(Detection rows)
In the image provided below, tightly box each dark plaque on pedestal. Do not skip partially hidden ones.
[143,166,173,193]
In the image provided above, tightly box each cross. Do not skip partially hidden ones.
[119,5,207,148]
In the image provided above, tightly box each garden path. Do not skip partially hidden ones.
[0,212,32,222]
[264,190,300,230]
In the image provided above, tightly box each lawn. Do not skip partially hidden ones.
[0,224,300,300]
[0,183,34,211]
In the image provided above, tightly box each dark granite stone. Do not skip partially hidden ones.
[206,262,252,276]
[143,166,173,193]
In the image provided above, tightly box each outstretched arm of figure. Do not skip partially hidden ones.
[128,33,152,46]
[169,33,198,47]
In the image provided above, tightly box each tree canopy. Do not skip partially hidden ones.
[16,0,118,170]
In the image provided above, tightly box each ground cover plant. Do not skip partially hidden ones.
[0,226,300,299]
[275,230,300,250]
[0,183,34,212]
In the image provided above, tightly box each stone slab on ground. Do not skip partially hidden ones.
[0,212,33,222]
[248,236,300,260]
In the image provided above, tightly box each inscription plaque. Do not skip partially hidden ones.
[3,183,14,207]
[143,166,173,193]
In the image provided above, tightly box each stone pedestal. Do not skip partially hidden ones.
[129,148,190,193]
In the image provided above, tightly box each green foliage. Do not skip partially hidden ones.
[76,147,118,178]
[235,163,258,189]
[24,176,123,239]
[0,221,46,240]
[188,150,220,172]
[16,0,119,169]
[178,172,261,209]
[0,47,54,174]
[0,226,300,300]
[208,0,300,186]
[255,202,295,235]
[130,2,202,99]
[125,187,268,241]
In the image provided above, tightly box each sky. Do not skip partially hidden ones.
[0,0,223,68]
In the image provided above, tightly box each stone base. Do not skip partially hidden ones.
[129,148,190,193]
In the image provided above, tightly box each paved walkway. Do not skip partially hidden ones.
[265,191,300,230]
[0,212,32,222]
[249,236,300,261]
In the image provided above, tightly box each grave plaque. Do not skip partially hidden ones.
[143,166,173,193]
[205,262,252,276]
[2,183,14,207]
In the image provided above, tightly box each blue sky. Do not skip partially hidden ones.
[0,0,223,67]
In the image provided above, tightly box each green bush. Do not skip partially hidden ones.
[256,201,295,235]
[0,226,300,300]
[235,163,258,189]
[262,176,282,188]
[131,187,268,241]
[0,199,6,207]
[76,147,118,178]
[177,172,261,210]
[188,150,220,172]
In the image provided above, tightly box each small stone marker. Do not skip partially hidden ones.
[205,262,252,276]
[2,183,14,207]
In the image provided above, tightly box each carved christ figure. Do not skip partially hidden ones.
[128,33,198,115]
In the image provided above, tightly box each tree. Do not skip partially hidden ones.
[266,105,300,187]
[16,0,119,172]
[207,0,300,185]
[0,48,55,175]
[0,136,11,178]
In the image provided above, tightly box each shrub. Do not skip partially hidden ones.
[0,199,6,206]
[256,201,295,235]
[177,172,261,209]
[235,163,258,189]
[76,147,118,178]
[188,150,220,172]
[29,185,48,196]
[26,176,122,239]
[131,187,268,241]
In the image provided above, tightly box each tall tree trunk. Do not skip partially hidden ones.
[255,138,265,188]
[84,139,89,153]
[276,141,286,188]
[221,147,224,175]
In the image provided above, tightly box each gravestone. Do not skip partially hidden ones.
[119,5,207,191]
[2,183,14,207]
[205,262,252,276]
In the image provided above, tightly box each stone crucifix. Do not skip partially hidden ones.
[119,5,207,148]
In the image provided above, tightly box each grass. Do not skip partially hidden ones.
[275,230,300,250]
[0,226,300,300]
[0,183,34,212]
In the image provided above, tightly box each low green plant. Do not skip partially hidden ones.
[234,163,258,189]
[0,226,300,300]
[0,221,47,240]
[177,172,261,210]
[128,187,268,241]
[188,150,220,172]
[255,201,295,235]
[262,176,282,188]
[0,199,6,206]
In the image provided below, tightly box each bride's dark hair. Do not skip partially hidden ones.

§ Exercise task: Render every line of the rows above as a Markdown table with two columns, Number and Text, putting each line's position in the first column and the line itself in the second, and leave out blank lines.

§ The reply:
| Number | Text |
|---|---|
| 1 | In the image provided below, tightly box each dark plaque on pedestal. Do not skip partially hidden ones. |
| 2 | [143,166,173,193] |
| 3 | In the image provided above, tightly box each cross. Do not skip partially hidden ones. |
| 4 | [119,5,207,148] |
| 5 | In the image provided above, tightly box each garden path. Do not skip partially hidden ones. |
| 6 | [0,212,32,222] |
| 7 | [264,190,300,230] |
| 8 | In the image provided above, tightly box each lawn. Do not skip partially hidden ones. |
| 9 | [0,224,300,300] |
| 10 | [0,183,34,211] |
| 11 | In the image provided above, tightly box each dark granite stone. Do not skip partially hidden ones. |
| 12 | [206,262,252,276] |
| 13 | [143,166,173,193] |
| 14 | In the image provided above, tightly box each outstretched arm of figure. Do not skip partially hidden ones. |
| 15 | [128,33,152,46] |
| 16 | [169,33,198,47] |
| 17 | In the image provided above, tightly box each tree canopy. Do not skip partially hidden ones. |
| 18 | [16,0,118,170] |
| 19 | In the image provided above, tightly box each ground cover plant. Do not skip partially hidden ones. |
| 20 | [0,226,300,299] |
| 21 | [275,230,300,250] |
| 22 | [0,183,34,212] |
| 23 | In the image provided above, tightly box each stone slab on ground. Do not skip partially hidden ones. |
| 24 | [0,212,33,222] |
| 25 | [248,236,300,260] |
| 26 | In the image provided above, tightly box each inscription plaque. Do not skip partially hidden ones. |
| 27 | [3,183,14,207] |
| 28 | [143,166,173,193] |
| 29 | In the image provided above, tightly box each stone pedestal. Do not skip partially hidden ones. |
| 30 | [129,148,190,193] |
| 31 | In the image provided above, tightly box each green foliage. Do not skip partially hidden ones. |
| 32 | [76,147,118,178] |
| 33 | [235,163,258,189] |
| 34 | [24,176,123,239] |
| 35 | [0,221,46,240] |
| 36 | [188,150,220,172] |
| 37 | [16,0,119,169] |
| 38 | [178,172,261,209] |
| 39 | [0,47,54,174] |
| 40 | [0,226,300,300] |
| 41 | [208,0,300,186] |
| 42 | [255,202,295,235] |
| 43 | [130,2,202,99] |
| 44 | [125,187,268,241] |
| 45 | In the image provided above, tightly box each sky. Do not skip partially hidden ones. |
| 46 | [0,0,223,68] |
| 47 | In the image provided above, tightly box each stone base. Do not skip partially hidden ones. |
| 48 | [129,148,190,193] |
| 49 | In the image provided above, tightly box each paved walkway. Do not skip partially hidden ones. |
| 50 | [265,191,300,230] |
| 51 | [0,212,32,222] |
| 52 | [249,236,300,261] |
| 53 | In the image provided above, tightly box each grave plaque. Do not skip partially hidden ones. |
| 54 | [143,166,173,193] |
| 55 | [205,262,252,276] |
| 56 | [2,183,14,207] |
| 57 | In the image provided above, tightly box each blue sky. Do not skip partially hidden ones. |
| 58 | [0,0,223,67] |
| 59 | In the image provided above, tightly box each green bush. Do not skip partially hidden ones. |
| 60 | [256,201,295,235] |
| 61 | [0,226,300,300] |
| 62 | [235,163,258,189] |
| 63 | [262,176,282,188] |
| 64 | [131,187,268,241] |
| 65 | [0,199,6,207] |
| 66 | [76,147,118,178] |
| 67 | [177,172,261,210] |
| 68 | [188,150,220,172] |
| 69 | In the image provided above, tightly box each small stone marker. Do not skip partially hidden ones. |
| 70 | [205,262,252,276] |
| 71 | [2,183,14,207] |
| 72 | In the image provided above, tightly box each carved christ figure. Do not skip partially hidden ones. |
| 73 | [128,33,198,115] |
| 74 | In the image provided above, tightly box each tree. Do not skip partially hidden ones. |
| 75 | [266,105,300,187] |
| 76 | [16,0,119,172] |
| 77 | [207,0,300,185] |
| 78 | [0,48,55,175] |
| 79 | [0,136,11,178] |
| 80 | In the image provided above, tightly box each shrub. Do not skip partially hidden ones. |
| 81 | [0,199,6,206] |
| 82 | [256,201,295,235] |
| 83 | [177,172,261,209] |
| 84 | [235,163,258,189] |
| 85 | [76,147,118,178] |
| 86 | [188,150,220,172] |
| 87 | [29,185,48,196] |
| 88 | [26,176,122,239] |
| 89 | [131,187,268,241] |
| 90 | In the image provided above, tightly box each tall tree trunk. Do not skip partially hidden ones. |
| 91 | [255,138,265,188] |
| 92 | [84,139,89,153] |
| 93 | [276,141,286,188] |
| 94 | [221,147,224,175] |
| 95 | In the image provided above, tightly box each gravestone. Do not skip partially hidden ones. |
| 96 | [119,5,207,191] |
| 97 | [2,183,14,207] |
| 98 | [205,262,252,276] |
| 99 | In the image provided above, tightly box each stone crucifix. Do not skip partially hidden ones. |
| 100 | [119,5,207,148] |
| 101 | In the image provided above, tightly box each grass. Do not skip partially hidden ones. |
| 102 | [275,230,300,250] |
| 103 | [0,226,300,300] |
| 104 | [0,183,34,212] |
| 105 | In the image provided above, tightly box each low green plant. Do not skip partially hidden ones. |
| 106 | [234,163,258,189] |
| 107 | [0,226,300,300] |
| 108 | [0,221,47,240] |
| 109 | [177,172,261,210] |
| 110 | [128,187,268,241] |
| 111 | [188,150,220,172] |
| 112 | [255,201,295,235] |
| 113 | [262,176,282,188] |
| 114 | [0,199,6,206] |
| 115 | In the image provided below, tightly box each bride's dark hair. Do not skip partially hidden ones. |